Dann schrillt die Glocke, die Saaltür schließt sich. Vorne beugt sich die Auktionsleiterin, eine gut gelaunte Mittdreißigerin, zum Mikrofon auf dem Schreibtisch. "Die Auktionsbedingungen werden als bekannt vorausgesetzt", verkündet sie den rund 40 Übriggebliebenen, und niemand protestiert. Die Stammkundschaft kennt ihr Geschäft. Draußen scheint die Sonne an diesem Vormittag, drinnen bringen schrille Neonröhren den beige gesprenkelten PVC-Bodenbelag zum Blitzen. Die erste Runde beginnt. "98 Patronen, Kaliber 22, Schätzwert 70 Euro."

Spielzeug und Schrotflinte

Mehrere Hände melden sich, jede Hand wiegt fünf Euro: "30, 35, 40 ...", zählt Auktionshelfer Gerhard Schodl mit. Ein älterer Herr ersteht die Munition um 70 Euro. "No, braucht do kana a Spüzeigplastikpistoln?", fragt Schodl, als eine Softgun, Rufpreis zehn Euro, keinen Bieter findet. Da ist das Jagdgewehr schon beliebter. Ein dünner weißhaariger Mann mit zittrigen Händen ersteht das mächtige Gerät um 420 Euro. "Laden S' uns dann eh zum Essen ein, gell? Die Knödeln nehm ma selba mit", witzelt die Auktionsleiterin.

● **Die Aufgabe**
Wie geht der Text über die Versteigerung nach seinem letzten Satz weiter? Führe ihn von dort aus fort.

● **Ausgelesene Angaben**
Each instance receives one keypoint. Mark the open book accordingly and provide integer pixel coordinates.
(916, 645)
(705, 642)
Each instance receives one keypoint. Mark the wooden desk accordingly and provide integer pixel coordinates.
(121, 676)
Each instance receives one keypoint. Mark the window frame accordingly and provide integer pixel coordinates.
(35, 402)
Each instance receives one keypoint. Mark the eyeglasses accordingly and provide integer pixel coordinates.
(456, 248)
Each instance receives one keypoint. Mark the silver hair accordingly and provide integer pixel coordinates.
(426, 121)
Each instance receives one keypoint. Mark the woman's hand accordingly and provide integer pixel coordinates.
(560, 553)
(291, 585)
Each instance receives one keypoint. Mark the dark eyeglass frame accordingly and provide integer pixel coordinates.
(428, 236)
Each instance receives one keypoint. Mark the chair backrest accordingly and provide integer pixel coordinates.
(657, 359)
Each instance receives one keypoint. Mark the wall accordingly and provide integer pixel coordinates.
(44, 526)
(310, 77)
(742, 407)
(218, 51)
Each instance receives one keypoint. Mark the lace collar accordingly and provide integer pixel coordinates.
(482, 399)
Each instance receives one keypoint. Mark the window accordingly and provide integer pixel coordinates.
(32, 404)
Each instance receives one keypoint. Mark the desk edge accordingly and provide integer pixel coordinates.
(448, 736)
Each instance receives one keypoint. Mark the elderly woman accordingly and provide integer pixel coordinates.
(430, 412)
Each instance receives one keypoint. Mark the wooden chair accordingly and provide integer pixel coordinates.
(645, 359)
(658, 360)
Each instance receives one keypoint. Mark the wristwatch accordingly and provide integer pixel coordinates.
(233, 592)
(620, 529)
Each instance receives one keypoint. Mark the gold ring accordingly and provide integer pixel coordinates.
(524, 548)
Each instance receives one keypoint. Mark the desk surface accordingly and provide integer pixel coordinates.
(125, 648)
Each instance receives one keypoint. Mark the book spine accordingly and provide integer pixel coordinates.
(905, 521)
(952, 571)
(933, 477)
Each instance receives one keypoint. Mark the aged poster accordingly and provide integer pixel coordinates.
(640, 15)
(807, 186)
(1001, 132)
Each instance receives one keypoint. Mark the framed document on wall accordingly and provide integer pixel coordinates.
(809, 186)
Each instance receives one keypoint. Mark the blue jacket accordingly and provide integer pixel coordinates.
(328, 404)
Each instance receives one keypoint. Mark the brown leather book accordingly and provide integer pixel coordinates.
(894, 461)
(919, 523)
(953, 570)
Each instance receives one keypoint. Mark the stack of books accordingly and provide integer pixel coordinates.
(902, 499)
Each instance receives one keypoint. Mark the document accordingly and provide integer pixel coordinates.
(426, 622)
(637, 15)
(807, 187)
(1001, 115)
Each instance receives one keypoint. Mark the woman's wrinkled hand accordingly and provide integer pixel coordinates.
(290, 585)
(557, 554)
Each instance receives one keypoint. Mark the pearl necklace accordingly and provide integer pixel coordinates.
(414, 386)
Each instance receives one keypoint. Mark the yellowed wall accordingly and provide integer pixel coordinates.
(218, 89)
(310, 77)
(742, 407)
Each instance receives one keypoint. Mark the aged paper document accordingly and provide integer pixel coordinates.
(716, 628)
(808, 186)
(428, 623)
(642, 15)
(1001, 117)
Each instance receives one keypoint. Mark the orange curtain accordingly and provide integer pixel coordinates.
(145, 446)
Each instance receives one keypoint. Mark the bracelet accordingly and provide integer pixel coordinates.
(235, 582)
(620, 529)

● **Lösung der Aufgabe**
Die Stimmung ist kegelrundenhaft locker an diesem Vormittag. Die Holzstühle bleiben leer, nur wenige Auktionsbesucher nehmen Platz, die übrigen gehen im Saal umher wie am Wochenmarkt, scherzen in Grüppchen, man kennt sich. "Ich bin da, seit ich 18 war", erzählt Walter M. (Name d. Red. bekannt), ein Mitfünfziger mit Bierbauch und Sakko. Heute ersteigert er mehrere Ölgemälde. "Fluss, Baum und Berg" und "Winterlandschaft" um je 15 Euro, "Nackte Frau" um 18 Euro. "Die gfalln mir, die häng ich mir auf", sagt er.

Vor kurzer Zeit zierten die Bilder noch die Wände eines Wohnzimmers im 16. Bezirk, Heim einer Familie mit mehreren Kindern. Wegen ein paar hundert Euro Schulden klopfte die Gerichtsvollzieherin an - nie bezahlte Familienaufnahmen, angefertigt im Fotostudio, erzählt der Inkassobetreiber, der nicht genannt werden will -, doch selbst dieser Betrag überstieg das Mögliche. Also wurde gepfändet - in diesem Fall drei Bilder im Wohnzimmer. 48 Euro bringen sie ein - eine lächerliche Summe, wenn man bedenkt, dass aus den ursprünglichen Schulden von 300 Euro längst ein vierstelliger Betrag geworden ist: Zinsen, Spesen, Anwaltskosten.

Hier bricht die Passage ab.